Saved data entries:
· · ·

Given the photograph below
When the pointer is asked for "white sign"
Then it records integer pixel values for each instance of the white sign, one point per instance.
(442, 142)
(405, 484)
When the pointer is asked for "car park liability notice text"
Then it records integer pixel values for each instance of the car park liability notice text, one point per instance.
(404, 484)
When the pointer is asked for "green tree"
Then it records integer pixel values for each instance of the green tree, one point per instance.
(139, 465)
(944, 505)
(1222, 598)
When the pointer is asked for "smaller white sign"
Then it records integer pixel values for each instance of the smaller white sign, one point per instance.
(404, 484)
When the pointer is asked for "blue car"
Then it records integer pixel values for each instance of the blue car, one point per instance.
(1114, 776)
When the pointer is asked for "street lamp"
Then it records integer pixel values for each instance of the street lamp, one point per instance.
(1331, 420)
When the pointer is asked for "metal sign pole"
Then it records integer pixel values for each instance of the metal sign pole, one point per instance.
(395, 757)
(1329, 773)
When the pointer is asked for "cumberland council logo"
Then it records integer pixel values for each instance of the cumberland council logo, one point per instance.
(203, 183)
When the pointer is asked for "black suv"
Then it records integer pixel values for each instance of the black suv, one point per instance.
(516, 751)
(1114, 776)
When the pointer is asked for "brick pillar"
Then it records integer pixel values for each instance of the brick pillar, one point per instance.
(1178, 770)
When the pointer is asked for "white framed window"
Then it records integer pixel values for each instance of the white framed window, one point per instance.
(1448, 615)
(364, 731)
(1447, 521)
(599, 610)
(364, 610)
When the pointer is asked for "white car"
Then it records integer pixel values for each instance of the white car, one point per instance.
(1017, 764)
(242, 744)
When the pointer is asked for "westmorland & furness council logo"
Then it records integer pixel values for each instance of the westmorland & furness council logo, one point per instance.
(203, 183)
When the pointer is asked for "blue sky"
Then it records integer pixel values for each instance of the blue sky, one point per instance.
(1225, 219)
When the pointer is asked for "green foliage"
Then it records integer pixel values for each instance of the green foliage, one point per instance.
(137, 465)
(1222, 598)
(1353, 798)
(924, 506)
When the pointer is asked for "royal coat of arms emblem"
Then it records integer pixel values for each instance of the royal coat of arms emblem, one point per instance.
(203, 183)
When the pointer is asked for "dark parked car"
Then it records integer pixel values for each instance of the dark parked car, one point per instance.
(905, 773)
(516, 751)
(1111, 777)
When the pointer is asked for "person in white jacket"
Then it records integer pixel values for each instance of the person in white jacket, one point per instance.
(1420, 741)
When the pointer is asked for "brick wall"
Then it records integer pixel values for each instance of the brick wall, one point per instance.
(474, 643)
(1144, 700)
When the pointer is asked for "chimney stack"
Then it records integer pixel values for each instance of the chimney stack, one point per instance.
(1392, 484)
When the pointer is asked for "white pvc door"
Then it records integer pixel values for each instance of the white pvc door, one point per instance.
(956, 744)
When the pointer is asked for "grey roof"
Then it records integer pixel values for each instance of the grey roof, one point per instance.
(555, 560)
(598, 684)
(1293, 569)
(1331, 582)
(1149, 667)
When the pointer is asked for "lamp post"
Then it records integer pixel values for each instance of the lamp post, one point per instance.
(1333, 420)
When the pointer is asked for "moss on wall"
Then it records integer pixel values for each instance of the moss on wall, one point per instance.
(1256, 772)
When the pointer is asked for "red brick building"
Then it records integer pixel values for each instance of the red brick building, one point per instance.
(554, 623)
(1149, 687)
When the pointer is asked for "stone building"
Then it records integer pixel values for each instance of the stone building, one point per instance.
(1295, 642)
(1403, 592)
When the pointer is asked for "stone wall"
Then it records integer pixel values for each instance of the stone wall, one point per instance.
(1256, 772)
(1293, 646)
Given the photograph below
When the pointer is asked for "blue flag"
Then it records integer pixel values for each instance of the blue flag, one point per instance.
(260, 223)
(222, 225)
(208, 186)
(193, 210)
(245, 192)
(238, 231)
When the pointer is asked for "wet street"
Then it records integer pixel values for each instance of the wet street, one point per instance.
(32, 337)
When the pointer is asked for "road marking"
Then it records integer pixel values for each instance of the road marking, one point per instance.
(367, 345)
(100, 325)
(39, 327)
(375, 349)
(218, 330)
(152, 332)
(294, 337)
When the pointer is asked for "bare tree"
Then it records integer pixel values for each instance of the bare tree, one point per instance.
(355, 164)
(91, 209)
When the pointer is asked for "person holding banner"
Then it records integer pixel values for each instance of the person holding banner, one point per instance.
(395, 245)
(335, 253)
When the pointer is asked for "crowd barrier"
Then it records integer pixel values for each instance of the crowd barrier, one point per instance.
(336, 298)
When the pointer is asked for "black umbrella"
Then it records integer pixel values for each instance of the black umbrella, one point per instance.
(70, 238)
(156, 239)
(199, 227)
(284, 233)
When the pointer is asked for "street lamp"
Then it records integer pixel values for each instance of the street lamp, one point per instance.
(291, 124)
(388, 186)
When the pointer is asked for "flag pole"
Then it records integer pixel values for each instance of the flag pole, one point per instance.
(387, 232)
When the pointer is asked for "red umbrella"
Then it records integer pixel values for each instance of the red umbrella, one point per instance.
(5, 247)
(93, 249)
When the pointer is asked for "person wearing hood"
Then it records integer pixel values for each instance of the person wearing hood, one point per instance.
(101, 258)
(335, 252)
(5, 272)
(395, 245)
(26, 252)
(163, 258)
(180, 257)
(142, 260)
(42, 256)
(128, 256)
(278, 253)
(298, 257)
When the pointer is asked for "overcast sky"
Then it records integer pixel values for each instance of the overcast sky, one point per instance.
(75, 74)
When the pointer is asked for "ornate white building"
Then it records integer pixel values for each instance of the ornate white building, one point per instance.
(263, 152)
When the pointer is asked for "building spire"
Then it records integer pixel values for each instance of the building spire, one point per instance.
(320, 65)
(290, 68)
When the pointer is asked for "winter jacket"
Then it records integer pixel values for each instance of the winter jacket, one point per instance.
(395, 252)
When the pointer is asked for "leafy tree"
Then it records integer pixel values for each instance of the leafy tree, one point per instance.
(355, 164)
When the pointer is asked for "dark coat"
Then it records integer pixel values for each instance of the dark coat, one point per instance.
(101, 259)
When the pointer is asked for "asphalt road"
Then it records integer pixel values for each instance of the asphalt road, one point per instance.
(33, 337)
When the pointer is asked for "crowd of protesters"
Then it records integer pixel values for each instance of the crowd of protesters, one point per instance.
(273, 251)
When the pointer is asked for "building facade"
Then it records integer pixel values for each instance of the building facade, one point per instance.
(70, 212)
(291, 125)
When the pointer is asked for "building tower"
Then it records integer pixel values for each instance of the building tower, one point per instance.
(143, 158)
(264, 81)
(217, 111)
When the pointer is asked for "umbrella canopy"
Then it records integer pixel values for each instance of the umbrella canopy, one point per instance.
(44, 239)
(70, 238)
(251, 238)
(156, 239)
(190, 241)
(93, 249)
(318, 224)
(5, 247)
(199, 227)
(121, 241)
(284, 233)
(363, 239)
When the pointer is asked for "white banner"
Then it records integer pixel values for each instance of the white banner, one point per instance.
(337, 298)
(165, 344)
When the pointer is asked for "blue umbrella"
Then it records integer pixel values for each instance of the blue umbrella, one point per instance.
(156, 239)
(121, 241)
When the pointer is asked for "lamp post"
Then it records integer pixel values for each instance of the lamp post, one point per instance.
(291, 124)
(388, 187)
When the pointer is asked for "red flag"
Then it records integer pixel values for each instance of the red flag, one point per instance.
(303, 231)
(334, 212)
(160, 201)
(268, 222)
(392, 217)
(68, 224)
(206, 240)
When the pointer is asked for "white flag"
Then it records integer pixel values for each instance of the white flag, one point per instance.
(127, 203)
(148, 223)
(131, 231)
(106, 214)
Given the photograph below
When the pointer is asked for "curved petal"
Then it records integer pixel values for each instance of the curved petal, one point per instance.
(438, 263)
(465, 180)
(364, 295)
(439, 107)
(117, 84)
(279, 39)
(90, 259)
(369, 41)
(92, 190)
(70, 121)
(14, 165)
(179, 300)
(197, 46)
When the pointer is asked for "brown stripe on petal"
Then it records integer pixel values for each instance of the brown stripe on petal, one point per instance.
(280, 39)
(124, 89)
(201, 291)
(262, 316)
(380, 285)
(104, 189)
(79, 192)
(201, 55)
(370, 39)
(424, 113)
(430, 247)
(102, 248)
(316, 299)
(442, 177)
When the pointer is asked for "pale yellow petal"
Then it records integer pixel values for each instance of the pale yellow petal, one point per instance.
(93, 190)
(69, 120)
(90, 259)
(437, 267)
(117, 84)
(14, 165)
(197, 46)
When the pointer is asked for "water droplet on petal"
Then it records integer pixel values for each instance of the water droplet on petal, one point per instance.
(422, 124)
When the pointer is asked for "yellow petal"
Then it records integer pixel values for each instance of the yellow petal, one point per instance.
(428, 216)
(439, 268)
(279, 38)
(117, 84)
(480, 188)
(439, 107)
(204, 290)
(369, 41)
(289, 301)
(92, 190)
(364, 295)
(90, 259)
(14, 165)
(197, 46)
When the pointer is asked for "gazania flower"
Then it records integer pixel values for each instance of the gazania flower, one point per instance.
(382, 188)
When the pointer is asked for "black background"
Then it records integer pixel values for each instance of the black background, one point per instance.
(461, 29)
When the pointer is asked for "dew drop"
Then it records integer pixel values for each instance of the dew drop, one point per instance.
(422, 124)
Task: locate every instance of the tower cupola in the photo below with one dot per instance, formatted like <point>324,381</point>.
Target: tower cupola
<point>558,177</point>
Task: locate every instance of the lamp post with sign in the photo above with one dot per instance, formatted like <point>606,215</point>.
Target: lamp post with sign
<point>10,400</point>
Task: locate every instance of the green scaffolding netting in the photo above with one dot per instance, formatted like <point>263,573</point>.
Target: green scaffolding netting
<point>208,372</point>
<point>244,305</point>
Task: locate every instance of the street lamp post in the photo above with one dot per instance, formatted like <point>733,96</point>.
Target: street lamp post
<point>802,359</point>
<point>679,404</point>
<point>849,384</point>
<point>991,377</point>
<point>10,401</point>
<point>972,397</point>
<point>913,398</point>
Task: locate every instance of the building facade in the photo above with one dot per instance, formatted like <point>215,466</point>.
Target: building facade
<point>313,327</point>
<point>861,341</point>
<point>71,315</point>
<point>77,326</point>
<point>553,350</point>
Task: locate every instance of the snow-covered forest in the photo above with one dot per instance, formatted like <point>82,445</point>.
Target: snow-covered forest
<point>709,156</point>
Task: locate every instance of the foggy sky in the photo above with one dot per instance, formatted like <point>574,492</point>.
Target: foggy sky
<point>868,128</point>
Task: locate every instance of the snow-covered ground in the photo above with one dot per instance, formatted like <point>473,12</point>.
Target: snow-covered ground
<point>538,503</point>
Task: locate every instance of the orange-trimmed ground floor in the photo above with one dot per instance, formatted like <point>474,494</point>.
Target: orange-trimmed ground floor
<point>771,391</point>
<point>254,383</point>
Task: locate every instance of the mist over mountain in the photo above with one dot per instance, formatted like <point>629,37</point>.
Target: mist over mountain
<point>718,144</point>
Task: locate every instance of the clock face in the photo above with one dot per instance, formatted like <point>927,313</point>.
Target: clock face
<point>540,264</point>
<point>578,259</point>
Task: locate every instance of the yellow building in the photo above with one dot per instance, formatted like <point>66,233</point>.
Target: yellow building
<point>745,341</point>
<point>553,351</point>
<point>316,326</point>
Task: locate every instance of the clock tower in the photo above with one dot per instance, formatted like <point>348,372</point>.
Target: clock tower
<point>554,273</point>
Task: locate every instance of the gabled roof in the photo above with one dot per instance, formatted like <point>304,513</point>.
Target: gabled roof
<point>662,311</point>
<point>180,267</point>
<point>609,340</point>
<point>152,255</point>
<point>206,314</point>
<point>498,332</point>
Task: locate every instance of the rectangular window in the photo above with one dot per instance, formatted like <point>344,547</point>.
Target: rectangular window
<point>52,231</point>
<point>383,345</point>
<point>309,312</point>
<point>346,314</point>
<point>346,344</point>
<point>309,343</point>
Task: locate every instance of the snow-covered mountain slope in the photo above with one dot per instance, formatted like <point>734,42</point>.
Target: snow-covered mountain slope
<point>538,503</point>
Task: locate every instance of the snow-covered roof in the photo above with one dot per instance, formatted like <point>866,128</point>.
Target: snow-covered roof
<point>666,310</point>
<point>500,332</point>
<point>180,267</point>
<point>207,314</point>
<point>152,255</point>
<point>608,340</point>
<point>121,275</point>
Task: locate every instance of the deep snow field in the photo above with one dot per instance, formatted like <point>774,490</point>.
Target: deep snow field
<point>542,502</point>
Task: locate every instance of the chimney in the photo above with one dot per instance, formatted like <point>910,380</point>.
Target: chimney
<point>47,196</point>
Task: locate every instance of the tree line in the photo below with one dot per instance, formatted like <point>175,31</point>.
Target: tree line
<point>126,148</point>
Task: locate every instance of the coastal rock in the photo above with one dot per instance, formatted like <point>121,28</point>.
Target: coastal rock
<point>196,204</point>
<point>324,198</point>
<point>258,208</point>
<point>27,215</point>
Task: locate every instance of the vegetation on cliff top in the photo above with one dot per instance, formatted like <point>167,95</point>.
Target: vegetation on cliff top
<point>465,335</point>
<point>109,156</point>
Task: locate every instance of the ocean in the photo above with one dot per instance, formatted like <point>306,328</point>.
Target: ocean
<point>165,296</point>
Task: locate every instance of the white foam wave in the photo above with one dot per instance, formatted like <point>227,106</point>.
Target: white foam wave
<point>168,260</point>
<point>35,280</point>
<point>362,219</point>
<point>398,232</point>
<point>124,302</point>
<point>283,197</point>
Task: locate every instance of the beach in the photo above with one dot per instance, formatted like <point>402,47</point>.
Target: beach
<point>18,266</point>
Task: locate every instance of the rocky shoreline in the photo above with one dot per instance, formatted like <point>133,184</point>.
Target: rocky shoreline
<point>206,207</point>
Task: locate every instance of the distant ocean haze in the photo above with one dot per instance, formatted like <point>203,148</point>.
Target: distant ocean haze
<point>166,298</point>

· · ·

Exactly and only the lines from the one containing "Task: locate every instance of the chimney" through the end of the material are to be reproduced, both ends included.

* **THE RESPONSE**:
Task: locate every instance of the chimney in the photo above with one dot per instance, formatted like <point>910,380</point>.
Target: chimney
<point>47,196</point>
Task: locate every instance of the tree line in the photo below with one dot per instance, formatted like <point>175,31</point>.
Target: tree line
<point>126,148</point>
Task: locate every instance of the coastal rock in the photo above with one dot per instance, formatted like <point>121,28</point>.
Target: coastal rock
<point>196,204</point>
<point>324,198</point>
<point>258,208</point>
<point>27,215</point>
Task: locate every instance of the vegetation on cliff top in the photo above with one dot per instance, formatted like <point>167,95</point>.
Target: vegetation on cliff top
<point>465,335</point>
<point>109,156</point>
Task: locate every instance of the ocean in the photo above with one dot per instance, formatted like <point>306,328</point>.
Target: ocean
<point>165,296</point>
Task: locate every instance of the white foam wave in the photo above with one dot per instance, formatted like <point>227,106</point>.
Target: white foam wave
<point>168,260</point>
<point>35,280</point>
<point>362,219</point>
<point>398,232</point>
<point>124,302</point>
<point>283,197</point>
Task: locate every instance of the beach in the photo above with one dot per instance, formatted like <point>402,47</point>.
Target: beach
<point>18,266</point>
Task: locate every instance of the rocky shoreline in the photo above with one dot per instance, formatted like <point>133,184</point>.
Target: rocky shoreline
<point>206,207</point>
Task: locate every instance of the distant ocean haze in the photo above with one dot per instance, formatted like <point>203,148</point>.
Target: distant ocean haze
<point>166,298</point>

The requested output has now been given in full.